Dataset entries:
· · · ·
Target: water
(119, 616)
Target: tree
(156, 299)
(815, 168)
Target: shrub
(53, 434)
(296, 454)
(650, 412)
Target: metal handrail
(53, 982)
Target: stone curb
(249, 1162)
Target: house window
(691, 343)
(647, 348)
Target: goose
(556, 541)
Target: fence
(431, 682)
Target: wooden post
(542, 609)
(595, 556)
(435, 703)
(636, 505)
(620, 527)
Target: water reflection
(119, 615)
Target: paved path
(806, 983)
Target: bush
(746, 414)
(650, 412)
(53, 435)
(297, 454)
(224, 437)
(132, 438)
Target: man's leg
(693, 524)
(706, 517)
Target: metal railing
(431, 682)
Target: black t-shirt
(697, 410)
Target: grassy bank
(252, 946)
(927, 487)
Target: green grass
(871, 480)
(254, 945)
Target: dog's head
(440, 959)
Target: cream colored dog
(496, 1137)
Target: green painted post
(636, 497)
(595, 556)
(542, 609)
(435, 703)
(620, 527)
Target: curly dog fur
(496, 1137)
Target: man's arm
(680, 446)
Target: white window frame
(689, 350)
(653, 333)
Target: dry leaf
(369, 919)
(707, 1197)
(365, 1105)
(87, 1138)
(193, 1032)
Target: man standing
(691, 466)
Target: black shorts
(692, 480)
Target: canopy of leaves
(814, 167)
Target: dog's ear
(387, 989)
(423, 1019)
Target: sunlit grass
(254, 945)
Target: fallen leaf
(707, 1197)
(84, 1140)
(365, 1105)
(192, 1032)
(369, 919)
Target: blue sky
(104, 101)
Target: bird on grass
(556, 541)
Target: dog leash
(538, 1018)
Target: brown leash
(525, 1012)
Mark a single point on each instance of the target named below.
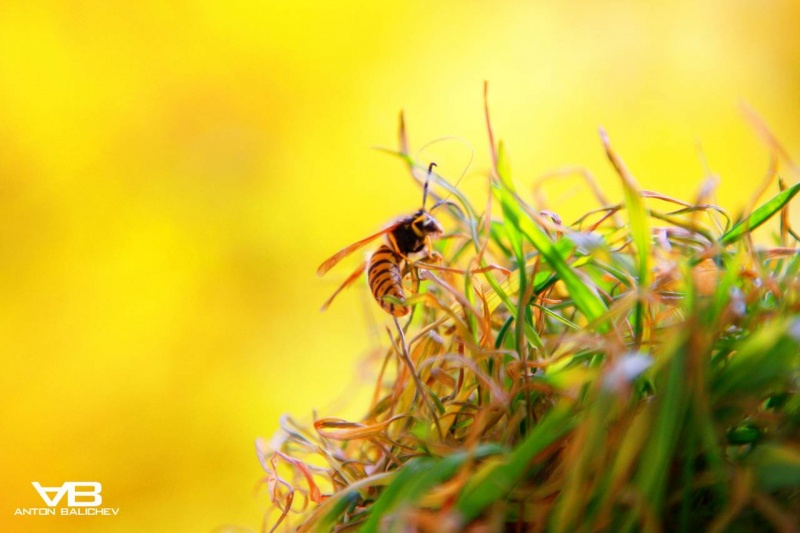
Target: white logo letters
(88, 497)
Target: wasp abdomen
(384, 278)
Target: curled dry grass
(634, 371)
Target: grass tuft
(637, 370)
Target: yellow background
(171, 174)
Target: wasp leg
(349, 281)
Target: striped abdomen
(384, 278)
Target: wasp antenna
(425, 187)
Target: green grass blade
(497, 479)
(760, 215)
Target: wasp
(388, 264)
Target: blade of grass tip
(671, 407)
(760, 215)
(769, 138)
(583, 293)
(492, 147)
(639, 229)
(418, 476)
(499, 478)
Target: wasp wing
(341, 254)
(350, 279)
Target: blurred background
(171, 175)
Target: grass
(634, 371)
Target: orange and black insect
(388, 264)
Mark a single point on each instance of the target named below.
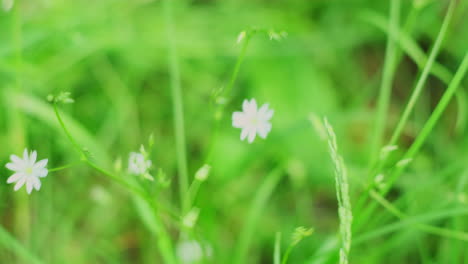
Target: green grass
(384, 73)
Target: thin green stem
(422, 137)
(64, 167)
(287, 253)
(219, 112)
(177, 103)
(425, 73)
(239, 61)
(427, 228)
(277, 250)
(388, 73)
(430, 124)
(164, 242)
(255, 212)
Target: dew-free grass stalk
(255, 212)
(387, 79)
(425, 73)
(225, 93)
(342, 194)
(178, 107)
(277, 250)
(430, 124)
(421, 138)
(17, 124)
(164, 240)
(413, 98)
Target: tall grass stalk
(421, 138)
(387, 78)
(409, 107)
(342, 194)
(177, 103)
(430, 124)
(425, 73)
(18, 127)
· · · ·
▶ _Requirement_: Make an exact copy of the lines of the records from the line containing "Target: blade of grass tip" through the final line, both ends included, but not of the pictures.

▶ _Exercise answer_:
Target: blade of grass tip
(671, 407)
(760, 215)
(769, 138)
(583, 293)
(492, 147)
(639, 229)
(418, 476)
(499, 478)
Target: wasp wing
(341, 254)
(350, 279)
Target: blurred background
(171, 175)
Target: grass
(634, 371)
Target: orange and black insect
(388, 264)
Mark a single point on each instance of the target named below.
Target: green grass
(384, 73)
Target: thin green stem
(422, 137)
(64, 167)
(287, 253)
(219, 112)
(177, 103)
(425, 73)
(239, 61)
(427, 228)
(277, 250)
(388, 73)
(430, 124)
(164, 242)
(255, 212)
Target: dew-free grass stalk
(255, 212)
(387, 79)
(425, 73)
(225, 93)
(342, 194)
(178, 107)
(277, 250)
(430, 124)
(421, 138)
(17, 124)
(164, 240)
(413, 98)
Target: tall grass stalk
(421, 138)
(387, 78)
(409, 107)
(342, 194)
(177, 103)
(430, 124)
(425, 73)
(18, 127)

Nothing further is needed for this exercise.